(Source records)
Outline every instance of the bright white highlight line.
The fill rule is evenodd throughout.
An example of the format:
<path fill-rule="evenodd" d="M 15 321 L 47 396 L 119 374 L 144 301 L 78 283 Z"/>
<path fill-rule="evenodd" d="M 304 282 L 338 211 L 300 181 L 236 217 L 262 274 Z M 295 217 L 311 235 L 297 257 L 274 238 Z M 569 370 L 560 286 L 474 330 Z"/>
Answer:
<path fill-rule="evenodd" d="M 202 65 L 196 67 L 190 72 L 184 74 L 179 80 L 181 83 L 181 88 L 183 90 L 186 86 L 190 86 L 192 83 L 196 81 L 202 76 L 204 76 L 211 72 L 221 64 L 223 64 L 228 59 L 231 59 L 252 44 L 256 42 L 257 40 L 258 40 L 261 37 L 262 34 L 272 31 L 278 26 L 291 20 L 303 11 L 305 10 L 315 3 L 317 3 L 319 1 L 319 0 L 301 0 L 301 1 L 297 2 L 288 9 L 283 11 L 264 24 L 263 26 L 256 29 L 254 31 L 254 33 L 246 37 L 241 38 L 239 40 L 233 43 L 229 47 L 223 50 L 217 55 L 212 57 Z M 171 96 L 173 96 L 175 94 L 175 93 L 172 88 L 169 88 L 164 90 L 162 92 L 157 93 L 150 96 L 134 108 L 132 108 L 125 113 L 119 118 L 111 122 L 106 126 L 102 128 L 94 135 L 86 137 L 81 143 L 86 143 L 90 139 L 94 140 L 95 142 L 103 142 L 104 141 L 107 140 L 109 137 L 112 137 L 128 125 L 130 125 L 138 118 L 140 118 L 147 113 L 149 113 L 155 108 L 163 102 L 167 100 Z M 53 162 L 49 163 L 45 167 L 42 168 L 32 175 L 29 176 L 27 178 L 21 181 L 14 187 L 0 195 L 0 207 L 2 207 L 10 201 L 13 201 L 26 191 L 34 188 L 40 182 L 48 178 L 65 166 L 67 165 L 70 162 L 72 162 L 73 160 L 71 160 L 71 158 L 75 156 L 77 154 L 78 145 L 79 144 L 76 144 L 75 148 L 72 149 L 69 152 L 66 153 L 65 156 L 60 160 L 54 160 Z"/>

---

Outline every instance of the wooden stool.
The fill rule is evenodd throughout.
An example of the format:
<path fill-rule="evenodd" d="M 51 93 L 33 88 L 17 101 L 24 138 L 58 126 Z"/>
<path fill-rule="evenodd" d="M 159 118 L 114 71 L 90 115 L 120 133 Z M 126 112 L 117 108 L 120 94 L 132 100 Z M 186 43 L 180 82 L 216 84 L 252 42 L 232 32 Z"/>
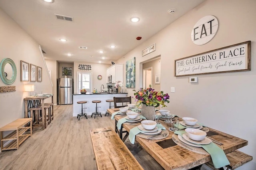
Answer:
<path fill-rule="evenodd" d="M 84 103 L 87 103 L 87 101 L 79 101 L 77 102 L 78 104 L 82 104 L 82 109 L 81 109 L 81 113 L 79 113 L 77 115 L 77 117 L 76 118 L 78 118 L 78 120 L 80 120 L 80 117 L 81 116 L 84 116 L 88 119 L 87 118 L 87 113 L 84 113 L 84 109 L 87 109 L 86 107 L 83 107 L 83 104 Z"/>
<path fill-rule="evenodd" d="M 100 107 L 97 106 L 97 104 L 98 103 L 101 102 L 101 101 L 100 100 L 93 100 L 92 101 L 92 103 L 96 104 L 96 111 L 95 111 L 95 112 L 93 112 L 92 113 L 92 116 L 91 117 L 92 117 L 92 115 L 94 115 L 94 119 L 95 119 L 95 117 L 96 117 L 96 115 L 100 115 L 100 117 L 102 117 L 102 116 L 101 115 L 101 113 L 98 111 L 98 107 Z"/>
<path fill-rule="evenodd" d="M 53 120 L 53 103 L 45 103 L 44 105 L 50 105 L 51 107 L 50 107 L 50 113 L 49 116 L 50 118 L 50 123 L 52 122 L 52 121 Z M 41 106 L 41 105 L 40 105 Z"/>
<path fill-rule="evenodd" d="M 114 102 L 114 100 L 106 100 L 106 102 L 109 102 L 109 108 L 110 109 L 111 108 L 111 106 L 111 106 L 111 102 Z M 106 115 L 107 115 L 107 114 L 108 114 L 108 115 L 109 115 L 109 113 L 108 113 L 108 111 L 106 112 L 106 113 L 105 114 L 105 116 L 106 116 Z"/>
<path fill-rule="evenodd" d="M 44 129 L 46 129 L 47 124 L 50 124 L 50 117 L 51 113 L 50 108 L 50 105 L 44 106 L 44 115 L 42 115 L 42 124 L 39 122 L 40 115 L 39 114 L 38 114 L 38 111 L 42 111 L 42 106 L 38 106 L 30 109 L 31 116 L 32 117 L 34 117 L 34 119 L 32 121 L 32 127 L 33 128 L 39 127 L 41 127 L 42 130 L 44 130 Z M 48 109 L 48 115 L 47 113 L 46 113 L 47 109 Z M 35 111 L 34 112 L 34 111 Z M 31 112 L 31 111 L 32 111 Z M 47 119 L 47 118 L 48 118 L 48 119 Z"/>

## Objective
Reproduce the material above verbatim, beginning at the line that contains "Outline every instance of the bright" and stopping after the line that contains "202 65 L 196".

## Result
Outline every instance of the bright white highlight line.
The fill rule is evenodd throughout.
An example of the format:
<path fill-rule="evenodd" d="M 15 321 L 47 396 L 119 374 L 144 301 L 78 283 Z"/>
<path fill-rule="evenodd" d="M 304 282 L 338 211 L 300 181 L 236 217 L 262 274 Z M 295 217 L 311 235 L 297 257 L 274 238 Z M 569 370 L 560 286 L 474 330 Z"/>
Answer:
<path fill-rule="evenodd" d="M 202 65 L 196 67 L 190 72 L 184 74 L 179 80 L 181 83 L 181 88 L 183 90 L 186 86 L 190 86 L 192 83 L 196 81 L 202 76 L 204 76 L 211 72 L 221 64 L 223 64 L 228 59 L 231 59 L 252 44 L 256 42 L 257 40 L 258 40 L 261 37 L 262 34 L 272 31 L 278 26 L 291 20 L 303 11 L 305 10 L 315 3 L 317 3 L 319 1 L 319 0 L 301 0 L 301 1 L 297 2 L 288 9 L 283 11 L 264 24 L 263 26 L 256 29 L 254 31 L 254 33 L 246 37 L 241 38 L 239 40 L 233 43 L 229 47 L 223 50 L 217 55 L 212 57 Z M 171 96 L 173 96 L 175 94 L 175 93 L 172 88 L 169 88 L 164 90 L 162 92 L 157 93 L 150 96 L 134 108 L 132 108 L 125 113 L 119 118 L 111 122 L 106 126 L 102 128 L 94 135 L 86 137 L 81 143 L 86 143 L 90 139 L 94 140 L 95 142 L 103 142 L 104 141 L 107 140 L 109 137 L 112 137 L 128 125 L 130 125 L 138 118 L 140 118 L 147 113 L 149 113 L 155 108 L 163 102 L 167 100 Z M 53 162 L 49 163 L 45 167 L 42 168 L 32 175 L 29 176 L 27 178 L 21 181 L 14 187 L 0 195 L 0 207 L 2 207 L 10 201 L 13 201 L 26 191 L 34 188 L 40 182 L 48 178 L 65 166 L 67 165 L 70 162 L 72 162 L 73 160 L 71 160 L 71 158 L 75 156 L 77 154 L 78 145 L 79 144 L 76 144 L 75 148 L 72 149 L 69 152 L 66 153 L 65 156 L 60 160 L 54 160 Z"/>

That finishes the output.